======== SELECTED PASSAGE

Skip to main content

GuessIt - a library for guessing information from video filenames.

Project description

GuessIt
=======

.. image:: http://img.shields.io/pypi/v/guessit.svg
:target: https://pypi.python.org/pypi/guessit
:alt: Latest Version

.. image:: http://img.shields.io/badge/license-LGPLv3-blue.svg
:target: https://pypi.python.org/pypi/guessit
:alt: LGPLv3 License

.. image:: http://img.shields.io/travis/guessit-io/guessit.svg
:target: https://travis-ci.org/guessit-io/guessit
:alt: Build Status

.. image:: http://img.shields.io/coveralls/guessit-io/guessit/master.svg
:target: https://coveralls.io/github/guessit-io/guessit?branch=master
:alt: Coveralls

.. image:: https://img.shields.io/badge/Hu-Board-7965cc.svg
:target: https://huboard.com/guessit-io/guessit
:alt: HuBoard


GuessIt is a python library that extracts as much information as possible from a video filename.

It has a very powerful matcher that allows to guess properties from a video using its filename only.
This matcher works with both movies and tv shows episodes.

================
======== ENTRIES SUPPLIED

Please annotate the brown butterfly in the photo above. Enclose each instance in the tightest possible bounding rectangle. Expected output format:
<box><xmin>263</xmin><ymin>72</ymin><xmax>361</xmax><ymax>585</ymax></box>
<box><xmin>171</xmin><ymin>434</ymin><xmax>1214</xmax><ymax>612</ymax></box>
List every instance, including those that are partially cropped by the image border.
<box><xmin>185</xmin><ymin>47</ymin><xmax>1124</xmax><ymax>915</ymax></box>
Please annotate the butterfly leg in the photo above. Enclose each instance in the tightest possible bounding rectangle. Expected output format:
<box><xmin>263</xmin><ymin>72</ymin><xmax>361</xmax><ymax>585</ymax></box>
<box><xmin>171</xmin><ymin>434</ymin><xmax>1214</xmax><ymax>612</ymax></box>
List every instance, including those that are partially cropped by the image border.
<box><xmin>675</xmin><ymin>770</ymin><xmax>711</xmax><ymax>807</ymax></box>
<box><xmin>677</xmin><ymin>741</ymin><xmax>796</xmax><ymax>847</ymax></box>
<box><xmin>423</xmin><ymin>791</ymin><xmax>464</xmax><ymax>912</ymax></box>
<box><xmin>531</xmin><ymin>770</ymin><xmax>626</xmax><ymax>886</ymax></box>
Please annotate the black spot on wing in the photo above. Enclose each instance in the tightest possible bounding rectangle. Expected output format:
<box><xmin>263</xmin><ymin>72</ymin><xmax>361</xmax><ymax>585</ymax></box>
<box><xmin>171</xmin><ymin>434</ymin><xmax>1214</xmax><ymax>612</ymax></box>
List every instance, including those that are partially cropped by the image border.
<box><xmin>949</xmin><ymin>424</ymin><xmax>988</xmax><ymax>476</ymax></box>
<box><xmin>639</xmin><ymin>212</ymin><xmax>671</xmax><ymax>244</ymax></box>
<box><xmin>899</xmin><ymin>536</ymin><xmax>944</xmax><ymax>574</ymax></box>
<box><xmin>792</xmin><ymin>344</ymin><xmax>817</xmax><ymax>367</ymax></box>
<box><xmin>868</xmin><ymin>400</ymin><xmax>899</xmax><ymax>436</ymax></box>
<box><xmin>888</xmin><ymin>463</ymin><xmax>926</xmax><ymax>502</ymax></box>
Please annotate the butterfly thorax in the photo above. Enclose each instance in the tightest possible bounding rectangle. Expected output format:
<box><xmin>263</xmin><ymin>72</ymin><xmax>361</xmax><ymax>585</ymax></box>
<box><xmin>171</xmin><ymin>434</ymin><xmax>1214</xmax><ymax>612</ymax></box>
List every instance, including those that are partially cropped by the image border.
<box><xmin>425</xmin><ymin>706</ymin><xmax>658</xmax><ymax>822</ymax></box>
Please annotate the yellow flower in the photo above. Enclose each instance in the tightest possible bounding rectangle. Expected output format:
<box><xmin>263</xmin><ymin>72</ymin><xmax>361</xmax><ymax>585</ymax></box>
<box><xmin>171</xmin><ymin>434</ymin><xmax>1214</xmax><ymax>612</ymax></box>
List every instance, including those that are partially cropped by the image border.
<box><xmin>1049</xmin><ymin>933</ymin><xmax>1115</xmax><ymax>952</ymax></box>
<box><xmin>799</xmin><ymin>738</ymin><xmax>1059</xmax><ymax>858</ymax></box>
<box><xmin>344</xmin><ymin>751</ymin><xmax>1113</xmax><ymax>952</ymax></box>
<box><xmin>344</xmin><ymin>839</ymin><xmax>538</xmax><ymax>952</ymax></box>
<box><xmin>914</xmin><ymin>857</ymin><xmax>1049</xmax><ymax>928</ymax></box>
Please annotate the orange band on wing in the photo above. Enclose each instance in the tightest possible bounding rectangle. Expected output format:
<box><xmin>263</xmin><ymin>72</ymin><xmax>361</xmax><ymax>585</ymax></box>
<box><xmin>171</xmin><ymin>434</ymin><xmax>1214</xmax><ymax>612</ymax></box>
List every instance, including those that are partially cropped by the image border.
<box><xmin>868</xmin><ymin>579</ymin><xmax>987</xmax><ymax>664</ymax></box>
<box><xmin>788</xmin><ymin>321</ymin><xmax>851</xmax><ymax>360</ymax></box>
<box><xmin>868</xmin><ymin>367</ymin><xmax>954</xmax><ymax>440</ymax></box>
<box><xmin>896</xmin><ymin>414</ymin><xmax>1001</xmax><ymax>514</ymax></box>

================

● WHAT TO DO:
• A. Condense the paragraph of the GuessIt description that starts with "It has a very powerful matcher", keeping its main facts.
• B. From the GuessIt description, reproduce the part that opens with the words containing "GuessIt is a" and closes with "its filename only.", substituting "parser" for "matcher".
• C. Proceed with the GuessIt project description from its final sentence onward.

● THE RESULTS:
• A. GuessIt's powerful matcher guesses a video's properties from its filename alone, and it handles both movies and TV show episodes.

• B.
GuessIt is a python library that extracts as much information as possible from a video filename.

It has a very powerful parser that allows to guess properties from a video using its filename only.

• C.
For example, GuessIt can do the following::

$ guessit "Treme.1x03.Right.Place,.Wrong.Time.HDTV.XviD-NoTV.avi"
For: Treme.1x03.Right.Place,.Wrong.Time.HDTV.XviD-NoTV.avi
GuessIt found: {
"title": "Treme",
"season": 1,
"episode": 3,
"episode_title": "Right Place, Wrong Time",
"source": "HDTV",
"video_codec": "Xvid",
"release_group": "NoTV",
"container": "avi",
"mimetype": "video/x-msvideo",
"type": "episode"
}

More information are available at `ReadTheDocs <http://guessit.readthedocs.org/>`_.

Migration note
--------------
GuessIt 2 has been rewriten from scratch. GuessIt is now a release name parser only, and support for additional
features like hashes computations has been dropped.

To migrate from guessit ``0.x`` or ``1.x`` to ``guessit 2.x``, please read
`migration.rst <https://github.com/guessit-io/guessit/blob/master/docs/migration.rst>`_.

To migrate from guessit ``2.x`` to ``3.x``, please read `migration2to3.rst <https://github.com/guessit-io/guessit/blob/master/docs/migration2to3.rst>`_.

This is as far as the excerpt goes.